O QUE SE PEDE: Reescreva integralmente as linhas, da linha com "Question. Provide a point on each instance of the forested" até a linha com "x=547, y=144", deslocando em 34 cada valor das coordenadas dadas como resposta. Os números do modelo de formato ficam inalterados.

Dados coletados:
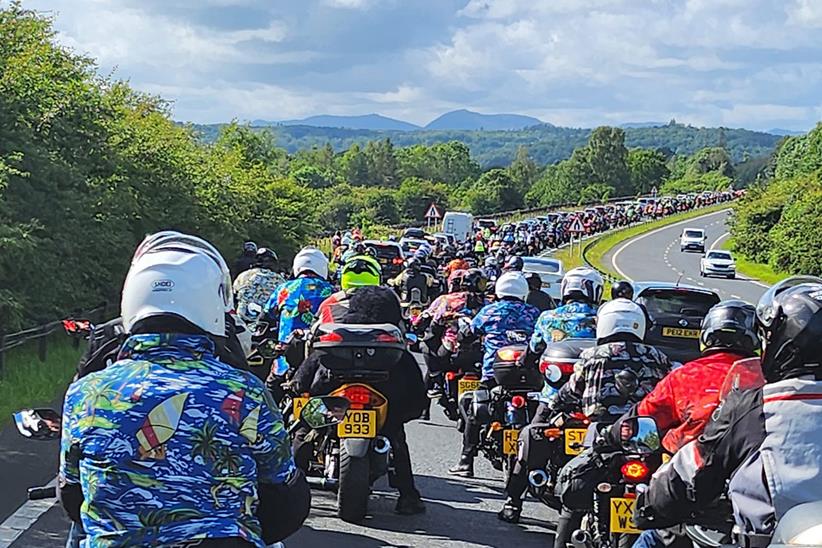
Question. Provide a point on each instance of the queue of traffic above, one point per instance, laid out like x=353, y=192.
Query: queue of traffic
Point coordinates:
x=660, y=416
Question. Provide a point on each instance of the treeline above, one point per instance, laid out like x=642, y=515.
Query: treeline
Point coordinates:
x=546, y=144
x=778, y=222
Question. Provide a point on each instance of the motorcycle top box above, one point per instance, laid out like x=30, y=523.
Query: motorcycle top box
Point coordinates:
x=359, y=346
x=509, y=374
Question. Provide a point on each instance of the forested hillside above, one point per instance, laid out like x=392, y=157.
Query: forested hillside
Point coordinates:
x=547, y=144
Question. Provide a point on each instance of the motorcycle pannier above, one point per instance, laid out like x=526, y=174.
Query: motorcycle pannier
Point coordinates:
x=511, y=375
x=359, y=346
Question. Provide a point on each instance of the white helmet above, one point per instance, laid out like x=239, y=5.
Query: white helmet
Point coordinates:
x=620, y=316
x=512, y=284
x=179, y=281
x=170, y=239
x=582, y=282
x=311, y=259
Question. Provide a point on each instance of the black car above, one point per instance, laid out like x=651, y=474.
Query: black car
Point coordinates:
x=675, y=314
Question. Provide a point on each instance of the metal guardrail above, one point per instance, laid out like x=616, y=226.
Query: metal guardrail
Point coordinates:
x=41, y=333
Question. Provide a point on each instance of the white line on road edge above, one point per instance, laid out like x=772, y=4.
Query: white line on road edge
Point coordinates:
x=23, y=518
x=713, y=245
x=660, y=229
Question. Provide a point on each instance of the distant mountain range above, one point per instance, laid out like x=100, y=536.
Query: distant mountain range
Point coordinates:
x=455, y=120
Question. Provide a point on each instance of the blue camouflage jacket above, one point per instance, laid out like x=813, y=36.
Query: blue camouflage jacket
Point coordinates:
x=169, y=444
x=502, y=323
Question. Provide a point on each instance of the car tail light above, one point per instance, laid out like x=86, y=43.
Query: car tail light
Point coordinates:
x=634, y=471
x=509, y=354
x=331, y=337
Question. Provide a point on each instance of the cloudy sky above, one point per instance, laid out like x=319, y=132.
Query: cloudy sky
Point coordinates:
x=737, y=63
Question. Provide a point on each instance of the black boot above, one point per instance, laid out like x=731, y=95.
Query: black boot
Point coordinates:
x=464, y=468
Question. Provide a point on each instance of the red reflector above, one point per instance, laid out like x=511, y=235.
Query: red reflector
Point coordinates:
x=634, y=470
x=331, y=337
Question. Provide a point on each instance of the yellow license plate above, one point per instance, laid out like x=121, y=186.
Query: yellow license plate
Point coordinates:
x=622, y=516
x=298, y=405
x=681, y=333
x=509, y=442
x=358, y=424
x=573, y=440
x=467, y=386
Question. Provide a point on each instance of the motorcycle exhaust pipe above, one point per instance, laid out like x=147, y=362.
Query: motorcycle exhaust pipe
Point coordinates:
x=381, y=445
x=581, y=539
x=538, y=478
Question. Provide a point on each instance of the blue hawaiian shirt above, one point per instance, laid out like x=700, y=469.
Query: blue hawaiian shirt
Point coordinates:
x=294, y=304
x=572, y=320
x=170, y=444
x=502, y=323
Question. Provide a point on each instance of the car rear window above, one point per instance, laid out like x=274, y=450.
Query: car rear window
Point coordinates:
x=677, y=302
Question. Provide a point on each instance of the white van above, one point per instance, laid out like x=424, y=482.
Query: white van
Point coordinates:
x=460, y=224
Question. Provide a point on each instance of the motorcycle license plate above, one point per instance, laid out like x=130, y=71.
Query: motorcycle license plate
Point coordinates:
x=298, y=405
x=358, y=424
x=573, y=440
x=681, y=333
x=622, y=516
x=467, y=385
x=509, y=442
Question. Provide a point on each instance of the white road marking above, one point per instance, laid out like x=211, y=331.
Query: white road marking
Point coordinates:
x=23, y=518
x=655, y=231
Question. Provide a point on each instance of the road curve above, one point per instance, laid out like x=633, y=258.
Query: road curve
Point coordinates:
x=655, y=256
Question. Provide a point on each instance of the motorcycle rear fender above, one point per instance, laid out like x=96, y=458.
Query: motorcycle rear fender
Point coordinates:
x=357, y=447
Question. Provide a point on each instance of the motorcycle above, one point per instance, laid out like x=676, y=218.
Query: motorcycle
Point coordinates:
x=352, y=456
x=609, y=523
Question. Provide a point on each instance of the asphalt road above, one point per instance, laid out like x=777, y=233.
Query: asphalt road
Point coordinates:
x=655, y=256
x=460, y=512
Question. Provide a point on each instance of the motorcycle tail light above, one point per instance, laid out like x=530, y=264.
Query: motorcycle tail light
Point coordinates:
x=509, y=354
x=634, y=471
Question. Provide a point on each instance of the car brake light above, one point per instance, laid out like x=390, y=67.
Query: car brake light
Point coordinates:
x=331, y=337
x=509, y=354
x=634, y=471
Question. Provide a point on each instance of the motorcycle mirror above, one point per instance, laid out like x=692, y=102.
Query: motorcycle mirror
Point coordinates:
x=639, y=436
x=324, y=411
x=38, y=424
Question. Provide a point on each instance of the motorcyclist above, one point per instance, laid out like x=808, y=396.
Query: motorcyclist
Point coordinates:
x=763, y=442
x=218, y=474
x=581, y=290
x=255, y=285
x=683, y=402
x=294, y=303
x=412, y=278
x=497, y=323
x=596, y=387
x=246, y=259
x=536, y=296
x=358, y=271
x=404, y=391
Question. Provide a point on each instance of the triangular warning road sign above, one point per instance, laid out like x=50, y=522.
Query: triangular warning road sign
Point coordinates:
x=433, y=212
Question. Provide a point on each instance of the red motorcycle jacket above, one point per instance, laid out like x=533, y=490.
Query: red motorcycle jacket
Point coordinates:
x=682, y=402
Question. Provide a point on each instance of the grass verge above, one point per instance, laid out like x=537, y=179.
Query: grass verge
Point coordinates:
x=757, y=271
x=27, y=382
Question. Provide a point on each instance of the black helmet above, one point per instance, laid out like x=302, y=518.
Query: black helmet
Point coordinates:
x=789, y=316
x=514, y=263
x=265, y=258
x=730, y=325
x=475, y=281
x=622, y=290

RESPOSTA ESCRITA:
Question. Provide a point on each instance of the forested hillside above, one point per instance, laid out like x=392, y=157.
Query: forested hillside
Point coordinates:
x=581, y=178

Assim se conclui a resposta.